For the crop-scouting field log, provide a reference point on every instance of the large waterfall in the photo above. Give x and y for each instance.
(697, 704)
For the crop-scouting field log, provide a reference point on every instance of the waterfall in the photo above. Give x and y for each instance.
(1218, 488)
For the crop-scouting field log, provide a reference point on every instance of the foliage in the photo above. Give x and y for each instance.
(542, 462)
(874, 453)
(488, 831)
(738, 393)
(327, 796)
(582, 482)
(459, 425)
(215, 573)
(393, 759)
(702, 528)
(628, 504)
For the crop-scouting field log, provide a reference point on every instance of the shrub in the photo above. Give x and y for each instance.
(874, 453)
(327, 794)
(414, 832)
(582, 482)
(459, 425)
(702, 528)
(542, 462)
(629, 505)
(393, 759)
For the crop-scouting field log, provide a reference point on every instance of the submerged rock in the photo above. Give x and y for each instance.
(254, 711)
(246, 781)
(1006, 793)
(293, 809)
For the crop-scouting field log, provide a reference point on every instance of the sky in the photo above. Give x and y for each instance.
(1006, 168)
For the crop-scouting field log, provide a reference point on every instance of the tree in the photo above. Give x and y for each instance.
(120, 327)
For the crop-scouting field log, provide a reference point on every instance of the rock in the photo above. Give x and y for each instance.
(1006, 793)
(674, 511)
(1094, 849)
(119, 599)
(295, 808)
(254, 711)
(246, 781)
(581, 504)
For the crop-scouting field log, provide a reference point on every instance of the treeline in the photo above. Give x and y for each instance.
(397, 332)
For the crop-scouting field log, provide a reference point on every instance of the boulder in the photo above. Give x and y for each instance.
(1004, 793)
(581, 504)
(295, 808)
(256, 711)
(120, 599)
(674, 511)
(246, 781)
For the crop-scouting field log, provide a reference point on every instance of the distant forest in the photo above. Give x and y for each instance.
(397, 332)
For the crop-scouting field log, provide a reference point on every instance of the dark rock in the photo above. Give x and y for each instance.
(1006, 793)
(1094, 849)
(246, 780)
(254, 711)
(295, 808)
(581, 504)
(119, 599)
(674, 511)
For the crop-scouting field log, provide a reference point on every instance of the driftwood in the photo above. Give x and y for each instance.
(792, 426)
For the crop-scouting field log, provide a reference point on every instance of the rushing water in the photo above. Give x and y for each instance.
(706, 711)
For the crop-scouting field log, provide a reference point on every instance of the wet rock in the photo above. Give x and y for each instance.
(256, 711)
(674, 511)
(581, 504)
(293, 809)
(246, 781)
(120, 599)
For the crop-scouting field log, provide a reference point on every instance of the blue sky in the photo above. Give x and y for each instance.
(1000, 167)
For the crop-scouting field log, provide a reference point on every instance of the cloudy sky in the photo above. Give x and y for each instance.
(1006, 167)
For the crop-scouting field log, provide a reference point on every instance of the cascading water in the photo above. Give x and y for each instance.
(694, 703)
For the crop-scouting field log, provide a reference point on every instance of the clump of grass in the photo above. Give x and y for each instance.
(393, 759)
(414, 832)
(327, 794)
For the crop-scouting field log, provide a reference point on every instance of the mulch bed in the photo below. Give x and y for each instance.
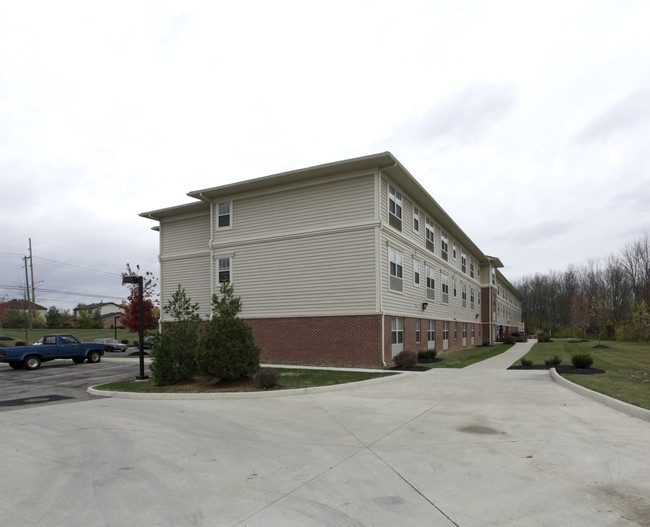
----
Exercise. Please rewrite every line of the data from the line with "of the blue" up to and including the last line of the data, moving each coordinate by adding 135 to both of its numbers. Leave the pictures out of your answer.

Result below.
For the crop-scouting field log, provide a reference point on every instance of the blue sky in the photo above. Give x and y for each instance.
(1135, 302)
For the crop-scouting field log, provide a reference point on every instance of the cloudy sky in the photo above. Give x and y for each instance.
(1141, 302)
For the crop-scouting field log, provide a reference point on every instance of the cascading water in the photo above. Give x and y for each instance.
(829, 838)
For the crop-scouting field log, provide a reference point on every instance of the clump of grass in the photo above. Give x and y for each instance.
(528, 894)
(549, 967)
(462, 929)
For the crop-scouting field log, provide a reference point on every instance of the mulch bed in the photo below. Give x and y for each instance.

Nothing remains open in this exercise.